[PROBLEM TO SOLVE] Repeat word for word every line of the data below, from the first through the line containing "127], [310, 69]]]", and stop there.
━━━ RECORDS FOR THIS TASK
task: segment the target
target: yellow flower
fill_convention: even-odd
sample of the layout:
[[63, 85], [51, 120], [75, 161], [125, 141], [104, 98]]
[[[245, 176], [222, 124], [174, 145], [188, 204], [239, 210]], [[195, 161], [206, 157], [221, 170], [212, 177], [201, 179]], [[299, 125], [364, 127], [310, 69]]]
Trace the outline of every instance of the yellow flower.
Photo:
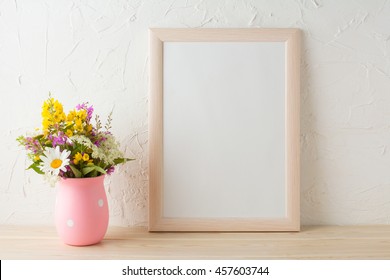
━━━━━━
[ANSWER SECTION]
task: segment the target
target: yellow flower
fill_convention: even-odd
sample of the layout:
[[63, 85], [51, 120], [75, 161], [125, 141], [104, 98]]
[[[245, 176], [222, 124], [174, 145], [188, 204], [239, 210]], [[195, 161], [206, 157], [221, 170], [212, 177], [201, 179]], [[299, 125], [364, 127], [310, 69]]]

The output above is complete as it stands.